WHAT YOU NEED TO DO:
In the entries below, find every line holding the string "cloud" and collect it.

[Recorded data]
■ ■ ■ ■
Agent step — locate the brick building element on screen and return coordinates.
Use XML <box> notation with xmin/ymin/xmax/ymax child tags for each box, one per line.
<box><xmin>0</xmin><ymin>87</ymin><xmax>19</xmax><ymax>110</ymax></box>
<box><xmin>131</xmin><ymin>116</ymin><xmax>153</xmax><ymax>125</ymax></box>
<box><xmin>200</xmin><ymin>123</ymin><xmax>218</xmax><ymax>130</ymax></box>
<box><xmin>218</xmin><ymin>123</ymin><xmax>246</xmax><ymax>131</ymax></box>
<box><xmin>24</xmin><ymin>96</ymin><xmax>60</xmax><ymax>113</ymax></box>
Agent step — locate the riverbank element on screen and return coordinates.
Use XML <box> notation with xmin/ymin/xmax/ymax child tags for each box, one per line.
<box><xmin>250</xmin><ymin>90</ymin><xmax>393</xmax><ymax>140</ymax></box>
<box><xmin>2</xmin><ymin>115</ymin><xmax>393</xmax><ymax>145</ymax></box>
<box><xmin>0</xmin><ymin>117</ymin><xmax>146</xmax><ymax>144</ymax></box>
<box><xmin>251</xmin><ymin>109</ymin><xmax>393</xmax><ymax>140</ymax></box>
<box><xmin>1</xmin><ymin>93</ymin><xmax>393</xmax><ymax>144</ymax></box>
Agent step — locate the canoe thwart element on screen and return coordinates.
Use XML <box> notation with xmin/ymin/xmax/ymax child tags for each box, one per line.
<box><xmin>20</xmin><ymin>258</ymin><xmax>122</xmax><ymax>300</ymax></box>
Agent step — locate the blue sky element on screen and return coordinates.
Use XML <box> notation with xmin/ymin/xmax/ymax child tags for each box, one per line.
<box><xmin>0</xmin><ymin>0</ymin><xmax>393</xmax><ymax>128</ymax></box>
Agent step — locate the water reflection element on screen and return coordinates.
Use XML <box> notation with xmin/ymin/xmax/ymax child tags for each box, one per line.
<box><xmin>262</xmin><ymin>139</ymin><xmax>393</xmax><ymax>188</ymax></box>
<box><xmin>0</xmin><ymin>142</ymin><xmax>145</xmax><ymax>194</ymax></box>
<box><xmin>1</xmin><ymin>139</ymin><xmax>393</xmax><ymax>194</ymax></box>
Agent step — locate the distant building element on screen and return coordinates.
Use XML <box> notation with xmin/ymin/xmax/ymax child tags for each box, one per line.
■ ■ ■ ■
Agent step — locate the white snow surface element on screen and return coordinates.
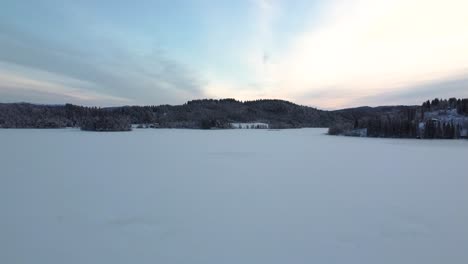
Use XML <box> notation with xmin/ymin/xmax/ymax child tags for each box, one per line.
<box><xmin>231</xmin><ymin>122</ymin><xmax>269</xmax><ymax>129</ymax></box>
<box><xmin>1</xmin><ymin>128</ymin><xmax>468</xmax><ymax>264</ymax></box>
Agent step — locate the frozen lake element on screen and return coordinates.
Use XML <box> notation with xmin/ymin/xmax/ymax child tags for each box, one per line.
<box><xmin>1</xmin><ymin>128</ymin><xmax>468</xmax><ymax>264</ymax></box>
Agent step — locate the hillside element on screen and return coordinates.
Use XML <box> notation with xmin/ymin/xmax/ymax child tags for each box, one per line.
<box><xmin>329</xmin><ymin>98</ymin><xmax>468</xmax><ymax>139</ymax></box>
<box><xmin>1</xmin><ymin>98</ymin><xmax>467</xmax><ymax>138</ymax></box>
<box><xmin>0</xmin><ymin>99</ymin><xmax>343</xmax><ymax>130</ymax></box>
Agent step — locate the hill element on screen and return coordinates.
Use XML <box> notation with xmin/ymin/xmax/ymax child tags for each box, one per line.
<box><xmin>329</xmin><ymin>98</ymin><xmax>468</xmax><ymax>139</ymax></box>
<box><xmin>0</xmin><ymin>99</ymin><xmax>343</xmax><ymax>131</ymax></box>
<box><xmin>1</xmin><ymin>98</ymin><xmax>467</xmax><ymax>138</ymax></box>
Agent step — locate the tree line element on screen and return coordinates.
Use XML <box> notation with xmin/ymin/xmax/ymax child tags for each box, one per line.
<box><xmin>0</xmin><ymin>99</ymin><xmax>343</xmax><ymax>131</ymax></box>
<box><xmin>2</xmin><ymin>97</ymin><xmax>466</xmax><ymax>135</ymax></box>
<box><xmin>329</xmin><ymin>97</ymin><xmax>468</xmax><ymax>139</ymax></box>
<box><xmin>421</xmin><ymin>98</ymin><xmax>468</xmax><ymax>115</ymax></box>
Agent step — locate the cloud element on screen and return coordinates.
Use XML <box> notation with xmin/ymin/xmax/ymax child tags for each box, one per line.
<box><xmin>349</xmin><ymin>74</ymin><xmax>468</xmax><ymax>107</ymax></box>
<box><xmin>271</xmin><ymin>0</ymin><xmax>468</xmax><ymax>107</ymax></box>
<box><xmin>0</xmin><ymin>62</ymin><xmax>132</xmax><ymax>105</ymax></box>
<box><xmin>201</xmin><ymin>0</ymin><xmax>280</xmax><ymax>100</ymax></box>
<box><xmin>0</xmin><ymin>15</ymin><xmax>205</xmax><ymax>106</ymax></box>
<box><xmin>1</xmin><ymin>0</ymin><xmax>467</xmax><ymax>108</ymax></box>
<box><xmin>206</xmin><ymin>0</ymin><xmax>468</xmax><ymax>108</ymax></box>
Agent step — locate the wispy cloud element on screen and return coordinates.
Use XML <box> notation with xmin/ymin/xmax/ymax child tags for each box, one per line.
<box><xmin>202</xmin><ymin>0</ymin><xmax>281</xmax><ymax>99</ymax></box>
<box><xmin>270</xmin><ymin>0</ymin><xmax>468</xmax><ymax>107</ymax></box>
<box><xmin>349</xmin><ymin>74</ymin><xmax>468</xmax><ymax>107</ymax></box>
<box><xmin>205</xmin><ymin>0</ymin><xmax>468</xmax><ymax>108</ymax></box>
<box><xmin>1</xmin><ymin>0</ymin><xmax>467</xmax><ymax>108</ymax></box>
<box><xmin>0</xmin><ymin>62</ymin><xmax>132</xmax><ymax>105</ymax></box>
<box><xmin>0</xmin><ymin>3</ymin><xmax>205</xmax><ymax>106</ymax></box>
■ ■ ■ ■
YOUR RESPONSE:
Agent step — locate the cloud element on screen and return coordinates.
Agent step — locate the wispy cloud element on screen and return coordinates.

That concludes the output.